* _Material provided_:
================================
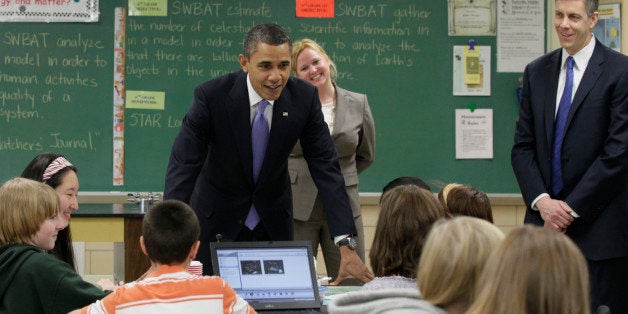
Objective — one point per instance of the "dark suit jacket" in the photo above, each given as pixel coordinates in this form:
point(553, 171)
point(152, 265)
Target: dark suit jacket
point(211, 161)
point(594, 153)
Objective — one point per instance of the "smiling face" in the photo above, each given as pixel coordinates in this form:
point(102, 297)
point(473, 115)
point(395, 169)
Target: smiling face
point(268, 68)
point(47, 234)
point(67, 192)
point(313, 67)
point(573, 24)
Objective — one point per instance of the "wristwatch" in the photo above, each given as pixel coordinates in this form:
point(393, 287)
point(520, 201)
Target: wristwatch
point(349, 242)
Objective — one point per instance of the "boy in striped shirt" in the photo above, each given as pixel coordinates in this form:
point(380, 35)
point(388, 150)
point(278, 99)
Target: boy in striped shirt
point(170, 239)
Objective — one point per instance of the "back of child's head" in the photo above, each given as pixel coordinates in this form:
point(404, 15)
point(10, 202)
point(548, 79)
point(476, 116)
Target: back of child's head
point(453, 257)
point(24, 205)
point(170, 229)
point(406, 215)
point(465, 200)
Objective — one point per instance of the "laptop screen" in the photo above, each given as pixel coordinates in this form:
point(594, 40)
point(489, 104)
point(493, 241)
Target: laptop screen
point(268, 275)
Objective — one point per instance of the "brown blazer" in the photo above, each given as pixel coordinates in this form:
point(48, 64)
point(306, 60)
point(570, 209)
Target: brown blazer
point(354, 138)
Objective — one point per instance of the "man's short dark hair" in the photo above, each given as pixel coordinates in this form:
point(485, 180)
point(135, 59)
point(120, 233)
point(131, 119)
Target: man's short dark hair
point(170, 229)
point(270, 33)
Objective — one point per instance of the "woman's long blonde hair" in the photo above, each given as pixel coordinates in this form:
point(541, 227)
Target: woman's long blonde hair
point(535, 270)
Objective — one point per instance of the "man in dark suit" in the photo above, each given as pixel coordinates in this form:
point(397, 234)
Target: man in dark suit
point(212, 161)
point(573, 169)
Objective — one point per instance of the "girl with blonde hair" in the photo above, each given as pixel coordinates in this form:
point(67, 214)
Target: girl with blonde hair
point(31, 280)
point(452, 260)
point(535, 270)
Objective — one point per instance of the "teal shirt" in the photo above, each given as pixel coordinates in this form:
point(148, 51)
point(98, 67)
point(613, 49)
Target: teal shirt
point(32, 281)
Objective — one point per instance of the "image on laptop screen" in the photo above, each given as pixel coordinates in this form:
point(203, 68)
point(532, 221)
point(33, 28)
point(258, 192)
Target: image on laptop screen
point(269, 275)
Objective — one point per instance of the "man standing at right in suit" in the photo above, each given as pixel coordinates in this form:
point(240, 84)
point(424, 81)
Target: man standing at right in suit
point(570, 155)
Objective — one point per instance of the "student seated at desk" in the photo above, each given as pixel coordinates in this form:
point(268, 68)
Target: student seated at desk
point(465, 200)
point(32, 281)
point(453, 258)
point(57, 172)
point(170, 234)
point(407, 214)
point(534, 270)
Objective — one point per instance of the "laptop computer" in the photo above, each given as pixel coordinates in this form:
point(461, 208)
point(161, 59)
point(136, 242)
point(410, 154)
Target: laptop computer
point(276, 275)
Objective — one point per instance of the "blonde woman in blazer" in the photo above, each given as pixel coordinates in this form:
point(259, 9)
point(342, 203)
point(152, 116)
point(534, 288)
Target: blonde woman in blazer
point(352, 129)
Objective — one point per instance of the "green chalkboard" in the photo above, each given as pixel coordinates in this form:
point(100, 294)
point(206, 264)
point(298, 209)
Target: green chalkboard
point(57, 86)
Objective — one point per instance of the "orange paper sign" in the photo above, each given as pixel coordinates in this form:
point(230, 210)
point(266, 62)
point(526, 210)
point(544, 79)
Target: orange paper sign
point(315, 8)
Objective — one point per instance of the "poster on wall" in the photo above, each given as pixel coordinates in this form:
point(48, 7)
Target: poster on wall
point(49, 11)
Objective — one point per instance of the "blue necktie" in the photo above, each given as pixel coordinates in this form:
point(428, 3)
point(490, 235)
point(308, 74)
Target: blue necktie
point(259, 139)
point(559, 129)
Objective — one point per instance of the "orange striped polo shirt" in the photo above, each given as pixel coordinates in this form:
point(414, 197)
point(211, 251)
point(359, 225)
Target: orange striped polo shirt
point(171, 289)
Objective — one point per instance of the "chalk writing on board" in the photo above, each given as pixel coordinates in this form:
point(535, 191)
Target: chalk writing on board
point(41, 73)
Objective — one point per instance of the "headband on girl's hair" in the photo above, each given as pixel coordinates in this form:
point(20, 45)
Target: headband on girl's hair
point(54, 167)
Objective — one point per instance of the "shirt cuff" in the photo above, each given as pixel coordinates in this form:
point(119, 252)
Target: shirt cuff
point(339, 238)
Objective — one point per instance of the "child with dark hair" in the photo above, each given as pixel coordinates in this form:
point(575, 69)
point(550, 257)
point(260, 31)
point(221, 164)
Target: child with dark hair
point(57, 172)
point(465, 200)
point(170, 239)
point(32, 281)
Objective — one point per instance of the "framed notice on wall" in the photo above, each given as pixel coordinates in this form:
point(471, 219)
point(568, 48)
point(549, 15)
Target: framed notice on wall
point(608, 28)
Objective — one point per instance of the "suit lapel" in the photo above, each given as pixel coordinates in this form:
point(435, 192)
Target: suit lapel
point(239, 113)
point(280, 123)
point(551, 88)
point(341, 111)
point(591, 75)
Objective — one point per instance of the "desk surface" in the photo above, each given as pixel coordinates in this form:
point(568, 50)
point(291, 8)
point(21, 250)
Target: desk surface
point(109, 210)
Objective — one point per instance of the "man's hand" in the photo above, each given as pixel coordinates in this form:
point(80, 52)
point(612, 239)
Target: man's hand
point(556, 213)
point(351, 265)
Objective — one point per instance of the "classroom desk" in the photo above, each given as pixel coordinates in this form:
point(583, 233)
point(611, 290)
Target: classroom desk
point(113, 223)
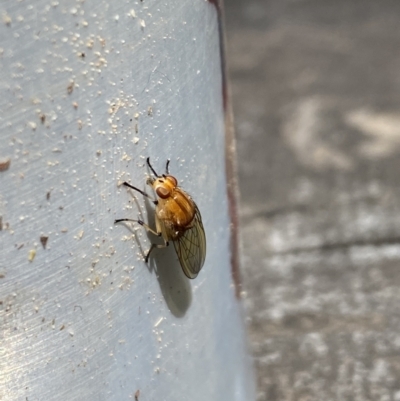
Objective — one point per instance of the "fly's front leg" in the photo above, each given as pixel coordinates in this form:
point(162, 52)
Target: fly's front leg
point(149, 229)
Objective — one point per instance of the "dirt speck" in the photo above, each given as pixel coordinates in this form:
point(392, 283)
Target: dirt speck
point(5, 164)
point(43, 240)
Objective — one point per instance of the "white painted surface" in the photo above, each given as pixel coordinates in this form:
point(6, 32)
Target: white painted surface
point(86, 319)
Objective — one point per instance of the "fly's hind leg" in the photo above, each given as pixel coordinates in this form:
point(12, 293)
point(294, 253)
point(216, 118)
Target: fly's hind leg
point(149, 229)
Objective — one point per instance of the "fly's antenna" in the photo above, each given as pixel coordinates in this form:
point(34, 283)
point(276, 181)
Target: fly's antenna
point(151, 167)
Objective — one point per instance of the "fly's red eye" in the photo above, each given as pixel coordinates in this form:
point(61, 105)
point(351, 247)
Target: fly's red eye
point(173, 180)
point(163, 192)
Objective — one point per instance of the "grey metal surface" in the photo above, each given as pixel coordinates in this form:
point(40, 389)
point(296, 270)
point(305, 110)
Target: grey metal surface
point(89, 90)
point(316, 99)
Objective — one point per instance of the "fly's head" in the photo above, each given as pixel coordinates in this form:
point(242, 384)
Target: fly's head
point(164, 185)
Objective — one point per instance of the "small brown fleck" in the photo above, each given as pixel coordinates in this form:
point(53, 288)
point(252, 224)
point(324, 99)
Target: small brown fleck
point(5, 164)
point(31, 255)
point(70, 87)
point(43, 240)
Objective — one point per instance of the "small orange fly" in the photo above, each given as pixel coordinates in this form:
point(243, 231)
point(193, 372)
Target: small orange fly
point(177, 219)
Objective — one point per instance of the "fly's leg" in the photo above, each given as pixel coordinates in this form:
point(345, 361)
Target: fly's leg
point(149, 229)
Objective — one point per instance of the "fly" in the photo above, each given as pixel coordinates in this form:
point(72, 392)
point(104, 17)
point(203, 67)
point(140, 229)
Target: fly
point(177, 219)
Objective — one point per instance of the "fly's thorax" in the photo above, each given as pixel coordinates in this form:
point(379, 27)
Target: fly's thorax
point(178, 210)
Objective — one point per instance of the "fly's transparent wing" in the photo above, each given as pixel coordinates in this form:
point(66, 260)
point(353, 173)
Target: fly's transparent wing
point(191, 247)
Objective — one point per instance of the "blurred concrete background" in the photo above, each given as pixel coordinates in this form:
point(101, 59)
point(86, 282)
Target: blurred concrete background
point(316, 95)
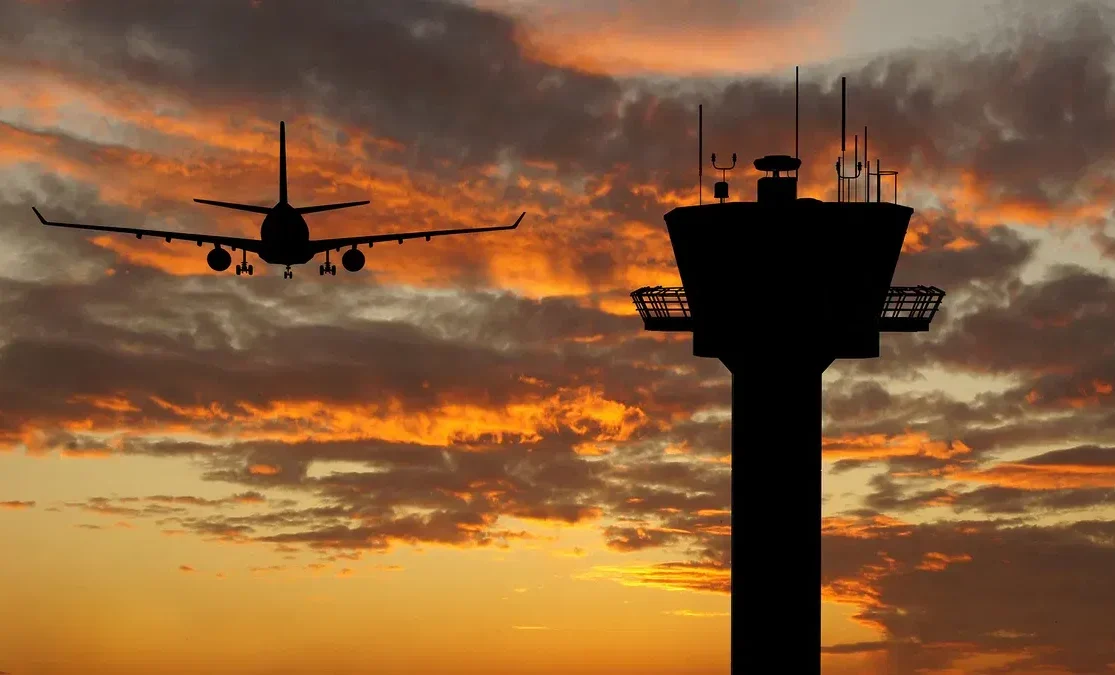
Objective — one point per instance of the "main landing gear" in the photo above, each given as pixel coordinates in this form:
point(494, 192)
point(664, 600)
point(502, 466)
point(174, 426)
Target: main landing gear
================================
* _Task goal_: Reproduce verbatim the lines from the beginning through the line containing "point(354, 138)", including that line, and omit the pictures.

* _Solved exercise_:
Objective — one point per instance of the "dark suit jacket" in the photo above, each given as pixel coordinates in this form:
point(553, 171)
point(152, 265)
Target: dark suit jacket
point(211, 161)
point(594, 153)
Objective — one point per instance of the "smiling face" in the photo above, each given as pixel coordinates in this form:
point(102, 297)
point(473, 115)
point(395, 169)
Target: smiling face
point(268, 68)
point(47, 234)
point(67, 192)
point(313, 67)
point(573, 24)
Objective — one point per instance of the "wristwatch" in the photo above, each given as pixel coordinates in this form:
point(393, 287)
point(520, 201)
Target: wristwatch
point(349, 242)
Objective — one point per instance of the "boy in striped shirt" in the photo above, each given as pixel coordinates in this form:
point(380, 35)
point(388, 150)
point(278, 99)
Target: boy in striped shirt
point(170, 239)
Objective — one point per instance of the "back of child's head" in the photo above, each given as pixel coordinates in this form:
point(404, 15)
point(10, 202)
point(548, 79)
point(476, 116)
Target: back of child's head
point(453, 257)
point(24, 205)
point(170, 229)
point(406, 215)
point(465, 200)
Objective — one point per instance of the "laptop screen" in the photo above, each given as pixel coordinates in this form:
point(594, 40)
point(489, 104)
point(493, 241)
Target: laptop screen
point(268, 275)
Objective — one point per instance of the "brown blazer" in the photo above, each given as pixel coordinates in this form:
point(48, 64)
point(306, 60)
point(570, 209)
Target: brown blazer
point(354, 138)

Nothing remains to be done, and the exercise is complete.